▸ What is expected:
Count the lines below that contain the string "seat". Reply with the number alone.

───── Data listing ─────

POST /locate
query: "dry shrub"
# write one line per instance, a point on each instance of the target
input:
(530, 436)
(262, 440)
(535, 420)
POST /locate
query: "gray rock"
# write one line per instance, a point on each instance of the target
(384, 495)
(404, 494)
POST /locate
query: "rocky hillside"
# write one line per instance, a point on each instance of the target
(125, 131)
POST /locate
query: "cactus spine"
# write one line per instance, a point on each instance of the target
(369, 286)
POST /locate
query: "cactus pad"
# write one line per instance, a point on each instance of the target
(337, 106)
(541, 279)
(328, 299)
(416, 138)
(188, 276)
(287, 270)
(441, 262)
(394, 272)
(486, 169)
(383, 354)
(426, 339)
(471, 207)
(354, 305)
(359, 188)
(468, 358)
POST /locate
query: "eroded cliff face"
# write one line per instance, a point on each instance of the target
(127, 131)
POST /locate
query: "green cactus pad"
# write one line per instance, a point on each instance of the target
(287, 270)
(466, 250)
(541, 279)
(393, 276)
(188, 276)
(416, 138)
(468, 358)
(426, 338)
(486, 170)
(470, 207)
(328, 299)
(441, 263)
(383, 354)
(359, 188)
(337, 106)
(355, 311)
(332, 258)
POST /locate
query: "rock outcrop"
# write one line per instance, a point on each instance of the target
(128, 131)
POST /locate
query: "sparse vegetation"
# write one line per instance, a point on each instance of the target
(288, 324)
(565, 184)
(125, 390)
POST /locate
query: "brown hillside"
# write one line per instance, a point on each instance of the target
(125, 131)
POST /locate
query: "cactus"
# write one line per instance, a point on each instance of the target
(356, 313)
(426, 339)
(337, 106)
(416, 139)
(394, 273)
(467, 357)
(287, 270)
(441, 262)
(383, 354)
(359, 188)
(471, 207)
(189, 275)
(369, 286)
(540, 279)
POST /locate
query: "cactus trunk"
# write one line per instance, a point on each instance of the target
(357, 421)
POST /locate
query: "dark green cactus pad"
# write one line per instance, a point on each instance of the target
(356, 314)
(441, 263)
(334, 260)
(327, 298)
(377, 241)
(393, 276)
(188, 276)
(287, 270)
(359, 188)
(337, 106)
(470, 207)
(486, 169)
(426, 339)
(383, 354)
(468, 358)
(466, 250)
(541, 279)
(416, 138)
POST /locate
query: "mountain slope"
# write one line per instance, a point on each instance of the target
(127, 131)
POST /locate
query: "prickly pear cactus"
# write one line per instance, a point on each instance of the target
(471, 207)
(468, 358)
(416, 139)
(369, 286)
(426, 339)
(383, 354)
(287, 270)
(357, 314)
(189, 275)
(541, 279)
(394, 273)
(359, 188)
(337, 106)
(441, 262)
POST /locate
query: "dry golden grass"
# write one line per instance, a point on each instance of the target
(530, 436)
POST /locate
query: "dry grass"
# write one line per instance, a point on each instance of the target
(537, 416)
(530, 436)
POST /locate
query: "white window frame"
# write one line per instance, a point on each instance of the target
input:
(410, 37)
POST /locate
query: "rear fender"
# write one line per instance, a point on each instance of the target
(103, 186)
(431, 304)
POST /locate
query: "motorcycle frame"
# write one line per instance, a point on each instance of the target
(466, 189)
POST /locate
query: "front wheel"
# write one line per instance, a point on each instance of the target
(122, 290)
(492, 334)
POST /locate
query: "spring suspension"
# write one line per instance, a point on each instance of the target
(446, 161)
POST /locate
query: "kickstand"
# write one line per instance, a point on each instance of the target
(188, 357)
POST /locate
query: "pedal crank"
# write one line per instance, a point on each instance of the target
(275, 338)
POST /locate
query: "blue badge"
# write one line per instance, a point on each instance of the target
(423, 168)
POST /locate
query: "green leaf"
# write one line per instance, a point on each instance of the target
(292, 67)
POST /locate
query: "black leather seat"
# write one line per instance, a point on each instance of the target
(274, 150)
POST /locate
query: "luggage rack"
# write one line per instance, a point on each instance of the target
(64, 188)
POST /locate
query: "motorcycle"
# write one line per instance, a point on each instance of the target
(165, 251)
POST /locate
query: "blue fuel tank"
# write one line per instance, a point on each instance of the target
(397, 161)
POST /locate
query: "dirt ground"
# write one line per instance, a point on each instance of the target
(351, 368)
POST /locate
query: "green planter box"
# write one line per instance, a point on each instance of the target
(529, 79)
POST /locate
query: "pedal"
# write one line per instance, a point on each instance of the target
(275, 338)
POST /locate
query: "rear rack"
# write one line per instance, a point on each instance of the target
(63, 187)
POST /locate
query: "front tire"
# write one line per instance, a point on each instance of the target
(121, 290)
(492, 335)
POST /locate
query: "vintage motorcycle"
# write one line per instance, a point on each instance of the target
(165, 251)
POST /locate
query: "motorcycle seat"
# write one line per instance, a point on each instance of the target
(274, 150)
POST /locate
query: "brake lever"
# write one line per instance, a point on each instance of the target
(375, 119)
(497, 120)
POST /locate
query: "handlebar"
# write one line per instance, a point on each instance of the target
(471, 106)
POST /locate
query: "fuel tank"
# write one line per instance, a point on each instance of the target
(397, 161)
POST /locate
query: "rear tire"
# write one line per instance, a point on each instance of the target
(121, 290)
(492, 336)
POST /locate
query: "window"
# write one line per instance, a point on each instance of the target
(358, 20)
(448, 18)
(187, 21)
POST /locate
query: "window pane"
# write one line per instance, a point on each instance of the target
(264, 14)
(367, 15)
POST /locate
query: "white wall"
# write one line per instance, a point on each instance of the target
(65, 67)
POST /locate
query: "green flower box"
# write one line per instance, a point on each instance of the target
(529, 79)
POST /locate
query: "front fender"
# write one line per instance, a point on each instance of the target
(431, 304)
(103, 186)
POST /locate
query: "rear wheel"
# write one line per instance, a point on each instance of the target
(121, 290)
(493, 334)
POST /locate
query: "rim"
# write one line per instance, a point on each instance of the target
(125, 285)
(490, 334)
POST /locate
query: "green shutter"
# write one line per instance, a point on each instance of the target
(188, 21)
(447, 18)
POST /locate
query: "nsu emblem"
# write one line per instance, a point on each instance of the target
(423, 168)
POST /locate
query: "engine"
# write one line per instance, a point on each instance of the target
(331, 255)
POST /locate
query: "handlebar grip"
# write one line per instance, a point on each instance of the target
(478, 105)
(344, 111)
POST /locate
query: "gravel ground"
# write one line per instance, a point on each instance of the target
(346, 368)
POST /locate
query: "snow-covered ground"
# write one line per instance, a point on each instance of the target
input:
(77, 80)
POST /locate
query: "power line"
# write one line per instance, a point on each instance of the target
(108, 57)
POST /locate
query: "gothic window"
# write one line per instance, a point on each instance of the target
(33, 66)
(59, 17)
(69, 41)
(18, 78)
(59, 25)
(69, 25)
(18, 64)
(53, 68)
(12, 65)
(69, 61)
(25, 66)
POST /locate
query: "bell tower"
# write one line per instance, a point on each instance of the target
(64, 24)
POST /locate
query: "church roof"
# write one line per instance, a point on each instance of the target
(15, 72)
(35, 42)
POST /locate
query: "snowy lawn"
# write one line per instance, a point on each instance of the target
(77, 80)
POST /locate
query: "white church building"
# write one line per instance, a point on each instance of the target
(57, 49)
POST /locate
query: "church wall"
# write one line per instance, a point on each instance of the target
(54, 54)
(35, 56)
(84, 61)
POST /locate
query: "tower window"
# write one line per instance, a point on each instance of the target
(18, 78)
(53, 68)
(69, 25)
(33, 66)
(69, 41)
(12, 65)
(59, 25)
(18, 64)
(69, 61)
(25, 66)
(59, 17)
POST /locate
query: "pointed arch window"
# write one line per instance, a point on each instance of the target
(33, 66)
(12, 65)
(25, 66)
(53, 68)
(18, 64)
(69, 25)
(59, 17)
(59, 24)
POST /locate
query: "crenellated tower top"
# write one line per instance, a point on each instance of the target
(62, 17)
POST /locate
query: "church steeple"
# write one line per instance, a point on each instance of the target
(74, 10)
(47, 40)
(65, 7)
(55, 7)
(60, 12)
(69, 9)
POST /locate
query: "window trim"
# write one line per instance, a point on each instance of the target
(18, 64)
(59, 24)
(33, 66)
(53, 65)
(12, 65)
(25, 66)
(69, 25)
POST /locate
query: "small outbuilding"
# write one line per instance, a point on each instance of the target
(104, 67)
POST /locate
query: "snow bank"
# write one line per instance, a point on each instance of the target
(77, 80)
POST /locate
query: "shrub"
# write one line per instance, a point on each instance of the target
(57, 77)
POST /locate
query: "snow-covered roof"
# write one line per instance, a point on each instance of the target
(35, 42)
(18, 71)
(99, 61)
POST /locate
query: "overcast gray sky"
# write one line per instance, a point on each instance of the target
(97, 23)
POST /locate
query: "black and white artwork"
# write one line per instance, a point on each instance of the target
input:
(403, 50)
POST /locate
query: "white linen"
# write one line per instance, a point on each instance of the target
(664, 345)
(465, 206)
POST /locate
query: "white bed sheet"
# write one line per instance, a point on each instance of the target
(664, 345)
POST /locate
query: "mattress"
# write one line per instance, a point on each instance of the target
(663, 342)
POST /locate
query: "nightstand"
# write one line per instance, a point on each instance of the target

─────

▸ Task output:
2